Short problem a:
In the chapter on inductively defined propositions, what will the bioinformatics case study prove about Levenshtein edit distance?

Supplied text:
—————
IndProp2: Inductively Defined PropositionsInductiver and Propisitionier

Overview

We'll continue our discussion of inductive propositions, started in IndProp. We'll introduce several new inductive propositions that we'll be using in this and Sort, the next chapter.

Our bioinformatics case study will come to its thrilling conclusion where we prove that Levenshtein edit distance is optimal (i.e., produces edits of minimal cost).

Set Warnings "-notation-overridden,-parsing".
From DMFP Require Export IndProp.

Doing it yourself

Exercise: 3 stars, standard (nostutter_defn)

Formulating inductive definitions of properties is an important skill you'll need in any formal work in computer science. Try to solve this exercise without any help at all.

We say that a list "stutters" if it repeats the same element consecutively. (This is different from the NoDup property in the exercise above: the sequence 1;4;1 repeats but does not stutter.) The property "nostutter mylist" means that mylist does not stutter. Formulate an inductive definition for nostutter.

Inductive nostutter {X:Type} : list X → Prop :=
(* FILL IN HERE *)
.

Make sure each of these tests succeeds, but feel free to change the suggested proof (in comments) if the given one doesn't work for you. Your definition might be different from ours and still be correct, in which case the examples might need a different proof. (You'll notice that the suggested proofs use a number of tactics we haven't talked about, to make them more robust to different possible ways of defining nostutter. You can probably just uncomment and use them as-is, but you can also prove each example with more basic tactics.)

Example test_nostutter_1: nostutter [3;1;4;1;5;6].
(* FILL IN HERE *) Admitted.
(*
Proof. repeat constructor; apply eqb_false_iff; auto.
Qed.
*)

Example test_nostutter_2: nostutter (@nil nat).
(* FILL IN HERE *) Admitted.
(*
Proof. repeat constructor; apply eqb_false_iff; auto.
Qed.
*)

Example test_nostutter_3: nostutter [5].
(* FILL IN HERE *) Admitted.
(*
Proof. repeat constructor; apply eqb_false; auto. Qed.
*)

Example test_nostutter_4: not (nostutter [3;1;1;4]).
(* FILL IN HERE *) Admitted.
(*
Proof. intro.
       repeat match goal with
                h: nostutter _ ⊢ _ => inversion h; clear h; subst
              end.
       contradiction; auto. Qed.
*)
(* Do not modify the following line: *)
Definition manual_grade_for_check_nostutter_def : option (nat ×string) := None.
☐

Exercise: 2 stars, advanced (subseq)
—————
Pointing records
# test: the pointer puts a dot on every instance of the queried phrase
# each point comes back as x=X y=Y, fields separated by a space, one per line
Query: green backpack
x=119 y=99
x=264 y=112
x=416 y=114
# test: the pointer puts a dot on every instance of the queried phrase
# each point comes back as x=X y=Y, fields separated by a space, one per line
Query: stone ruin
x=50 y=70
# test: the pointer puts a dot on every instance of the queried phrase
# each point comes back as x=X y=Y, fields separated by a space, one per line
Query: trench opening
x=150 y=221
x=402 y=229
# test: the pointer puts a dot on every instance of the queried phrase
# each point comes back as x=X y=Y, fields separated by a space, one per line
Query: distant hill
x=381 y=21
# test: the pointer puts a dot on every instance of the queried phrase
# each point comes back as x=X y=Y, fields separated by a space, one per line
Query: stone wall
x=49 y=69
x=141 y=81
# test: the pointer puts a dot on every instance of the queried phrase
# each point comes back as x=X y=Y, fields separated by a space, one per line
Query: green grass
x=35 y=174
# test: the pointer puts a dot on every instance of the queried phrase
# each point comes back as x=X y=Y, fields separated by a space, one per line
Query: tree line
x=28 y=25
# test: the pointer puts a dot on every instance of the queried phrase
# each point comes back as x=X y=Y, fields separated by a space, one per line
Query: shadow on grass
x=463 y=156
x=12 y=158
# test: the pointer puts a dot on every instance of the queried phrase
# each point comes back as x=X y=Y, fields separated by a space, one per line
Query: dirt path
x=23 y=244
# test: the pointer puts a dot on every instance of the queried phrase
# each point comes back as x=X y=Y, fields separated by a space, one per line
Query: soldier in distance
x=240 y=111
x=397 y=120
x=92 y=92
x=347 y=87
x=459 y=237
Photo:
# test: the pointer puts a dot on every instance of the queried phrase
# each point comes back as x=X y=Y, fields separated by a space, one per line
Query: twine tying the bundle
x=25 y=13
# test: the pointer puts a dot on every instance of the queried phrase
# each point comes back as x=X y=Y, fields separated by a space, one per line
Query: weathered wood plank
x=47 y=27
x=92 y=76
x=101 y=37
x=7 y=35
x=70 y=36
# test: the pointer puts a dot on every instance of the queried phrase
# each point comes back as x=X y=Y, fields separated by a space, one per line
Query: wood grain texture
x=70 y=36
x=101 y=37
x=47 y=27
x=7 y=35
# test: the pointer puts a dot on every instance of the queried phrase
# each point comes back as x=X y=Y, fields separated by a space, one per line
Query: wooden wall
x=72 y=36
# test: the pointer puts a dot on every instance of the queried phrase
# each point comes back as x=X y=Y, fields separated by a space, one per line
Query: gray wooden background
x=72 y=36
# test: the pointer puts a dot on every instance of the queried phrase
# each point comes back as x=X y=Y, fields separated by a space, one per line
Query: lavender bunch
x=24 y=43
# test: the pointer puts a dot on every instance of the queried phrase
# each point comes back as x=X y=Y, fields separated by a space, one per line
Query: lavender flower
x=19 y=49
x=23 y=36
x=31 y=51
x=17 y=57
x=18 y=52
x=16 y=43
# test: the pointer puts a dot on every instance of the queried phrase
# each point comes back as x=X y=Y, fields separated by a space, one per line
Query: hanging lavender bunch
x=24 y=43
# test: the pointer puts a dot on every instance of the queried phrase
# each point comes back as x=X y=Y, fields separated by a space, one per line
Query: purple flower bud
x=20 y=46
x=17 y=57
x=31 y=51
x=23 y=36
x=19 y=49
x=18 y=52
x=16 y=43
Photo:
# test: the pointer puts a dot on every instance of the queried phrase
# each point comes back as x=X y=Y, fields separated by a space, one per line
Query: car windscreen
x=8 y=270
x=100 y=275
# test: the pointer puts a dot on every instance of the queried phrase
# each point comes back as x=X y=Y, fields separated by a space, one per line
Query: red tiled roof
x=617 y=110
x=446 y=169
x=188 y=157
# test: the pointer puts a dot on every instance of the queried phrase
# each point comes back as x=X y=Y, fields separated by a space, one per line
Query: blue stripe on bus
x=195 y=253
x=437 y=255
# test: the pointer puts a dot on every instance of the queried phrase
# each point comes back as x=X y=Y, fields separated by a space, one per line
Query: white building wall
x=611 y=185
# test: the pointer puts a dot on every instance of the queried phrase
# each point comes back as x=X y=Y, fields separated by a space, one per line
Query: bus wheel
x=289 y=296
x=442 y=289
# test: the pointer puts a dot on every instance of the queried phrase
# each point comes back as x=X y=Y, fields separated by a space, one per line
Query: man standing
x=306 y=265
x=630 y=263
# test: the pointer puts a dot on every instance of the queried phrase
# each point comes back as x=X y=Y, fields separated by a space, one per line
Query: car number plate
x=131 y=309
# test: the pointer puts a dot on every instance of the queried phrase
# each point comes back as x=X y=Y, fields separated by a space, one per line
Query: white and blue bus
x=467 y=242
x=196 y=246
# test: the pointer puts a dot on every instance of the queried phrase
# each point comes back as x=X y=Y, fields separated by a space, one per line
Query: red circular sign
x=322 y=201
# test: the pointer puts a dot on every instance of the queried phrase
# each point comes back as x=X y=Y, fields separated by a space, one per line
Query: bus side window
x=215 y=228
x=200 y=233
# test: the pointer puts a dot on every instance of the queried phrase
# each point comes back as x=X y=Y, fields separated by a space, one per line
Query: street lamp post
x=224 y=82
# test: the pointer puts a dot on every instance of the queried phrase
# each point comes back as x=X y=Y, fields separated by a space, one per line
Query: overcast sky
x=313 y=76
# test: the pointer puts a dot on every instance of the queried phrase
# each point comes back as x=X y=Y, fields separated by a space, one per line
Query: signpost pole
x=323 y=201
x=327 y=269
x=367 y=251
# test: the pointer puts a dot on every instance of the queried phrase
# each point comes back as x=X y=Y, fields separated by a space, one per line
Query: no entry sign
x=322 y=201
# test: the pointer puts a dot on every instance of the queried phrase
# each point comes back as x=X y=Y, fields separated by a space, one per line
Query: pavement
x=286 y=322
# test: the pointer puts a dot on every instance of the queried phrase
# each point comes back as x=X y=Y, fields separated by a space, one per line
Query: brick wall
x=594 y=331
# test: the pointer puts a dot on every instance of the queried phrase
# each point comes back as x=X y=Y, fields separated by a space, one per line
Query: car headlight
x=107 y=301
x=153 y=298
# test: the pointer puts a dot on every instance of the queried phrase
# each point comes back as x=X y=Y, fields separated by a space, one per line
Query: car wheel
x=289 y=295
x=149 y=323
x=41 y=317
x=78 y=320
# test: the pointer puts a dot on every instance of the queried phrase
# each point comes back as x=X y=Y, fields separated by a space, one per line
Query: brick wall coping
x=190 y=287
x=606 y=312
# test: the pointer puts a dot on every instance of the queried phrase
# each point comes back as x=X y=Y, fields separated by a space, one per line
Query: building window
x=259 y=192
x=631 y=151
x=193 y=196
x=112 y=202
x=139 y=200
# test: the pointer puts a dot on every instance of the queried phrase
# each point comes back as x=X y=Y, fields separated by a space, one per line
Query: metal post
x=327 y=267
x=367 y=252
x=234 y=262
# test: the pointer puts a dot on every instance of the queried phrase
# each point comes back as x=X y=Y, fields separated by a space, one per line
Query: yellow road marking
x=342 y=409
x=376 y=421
—————
Short problem b:
Collect each line of the records that holds the string "wall". Case counts.

Output a:
That it is optimal, meaning it produces edits of minimal cost.

Output b:
Query: stone wall
Query: wooden wall
Query: white building wall
Query: brick wall
Query: brick wall coping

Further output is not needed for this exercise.